How to manage portfolios during crises? The recent coronavirus crisis has hit the financial markets hard. Stock exchanges all around the world are seeing red and have entered a bearish phase for the last two months.
Investors who invested in equity stocks and mutual funds have been experiencing a loss in the value of their investments and the possibility of a recession looms large on every country’s head. Amidst these crises, it is necessary to change your investment strategy to minimize your losses. Here are, therefore, some investment tips and tricks for you to manage your investments –
Investment tips and tricks in coronavirus crisis
- Do not panic. Though the financial markets are currently falling, they would stabilize once the pandemic comes under control. If you are a long term investor, remain invested. Your investments would give good returns when the market stabilizes and then corrects itself in the long run.
- If your portfolio is heavily invested in equities, switch to a debt-oriented investment strategy to protect your returns. You can switch to debt or liquid mutual funds when the markets are falling.
- Try and book your profits before the value depreciation results in a loss. Redeem your equity funds when they are still offering positive returns to minimize your risks.
- A falling market is, in reality, a very good market to invest in. So, if you have been meaning to invest in equity, it is a good time to invest. You would be able to buy at a lower value and later on, when the market corrects itself, you can earn good returns on your investments.
- Do not forget to plan your taxes when investing or redeeming. When investing, look for tax-efficient investment avenues so that your tax liability is reduced. Similarly, at the time of redemption, check the tax implication of the returns that you have earned.

** Work to complete **
**1)** In the coronavirus investment tips, swap "tax liability" for "tax burden" and give everything from "- A falling" down to "you have earned." again.
**2)** List the opening sentence of each bulleted tip in the coronavirus investment tips.
**3)** Continue the coronavirus investment tips, starting after their last sentence.

** Entries provided **
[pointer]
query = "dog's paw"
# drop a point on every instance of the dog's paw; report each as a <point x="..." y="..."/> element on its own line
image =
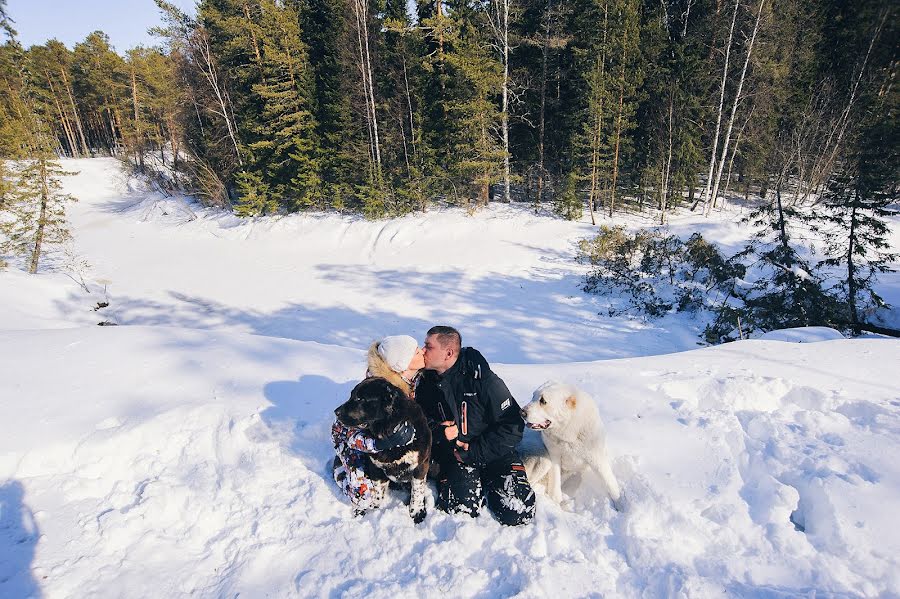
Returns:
<point x="418" y="516"/>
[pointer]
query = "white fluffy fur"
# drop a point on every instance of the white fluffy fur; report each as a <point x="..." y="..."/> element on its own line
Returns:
<point x="573" y="436"/>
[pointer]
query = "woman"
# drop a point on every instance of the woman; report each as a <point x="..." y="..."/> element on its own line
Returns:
<point x="398" y="359"/>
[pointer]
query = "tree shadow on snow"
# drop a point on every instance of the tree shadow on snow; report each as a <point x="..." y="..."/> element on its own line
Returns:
<point x="531" y="317"/>
<point x="19" y="535"/>
<point x="297" y="413"/>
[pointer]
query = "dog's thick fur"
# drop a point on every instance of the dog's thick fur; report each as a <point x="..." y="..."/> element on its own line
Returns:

** Responses for each task **
**1)**
- A falling market is, in reality, a very good market to invest in. So, if you have been meaning to invest in equity, it is a good time to invest. You would be able to buy at a lower value and later on, when the market corrects itself, you can earn good returns on your investments.
- Do not forget to plan your taxes when investing or redeeming. When investing, look for tax-efficient investment avenues so that your tax burden is reduced. Similarly, at the time of redemption, check the tax implication of the returns that you have earned.

**2)**
- Do not panic.
- If your portfolio is heavily invested in equities, switch to a debt-oriented investment strategy to protect your returns.
- Try and book your profits before the value depreciation results in a loss.
- A falling market is, in reality, a very good market to invest in.
- Do not forget to plan your taxes when investing or redeeming.

**3)**
- If you have an ongoing SIP (Systematic Investment Plan) in any mutual fund scheme, do not stop it. SIPs, through regular periodic investments, average out the NAV at which the units are bought. It, therefore, gives you the benefit of rupee-cost averaging along with disciplined savings. Thus, any market volatility should not cause you to stop SIPs. Mutual fund investments are long term investments and if you remain invested for a longer duration you would undoubtedly earn good returns. So, continue your SIPs and see positive returns once the market becomes bullish.
- See Also: Emergency-funds-during-coronavirus-pandemic
- If you are investing in fixed-income securities like fixed deposits, Public Provident Funds, Sukanya Samriddhi Yojana, etc. do consider the interest rates and tax implications of such investments. The interest rates on many fixed-income investments have been reduced by the Government from 1st April 2020 given the slowdown of the economy. So, consider the reduced interest rates and then invest.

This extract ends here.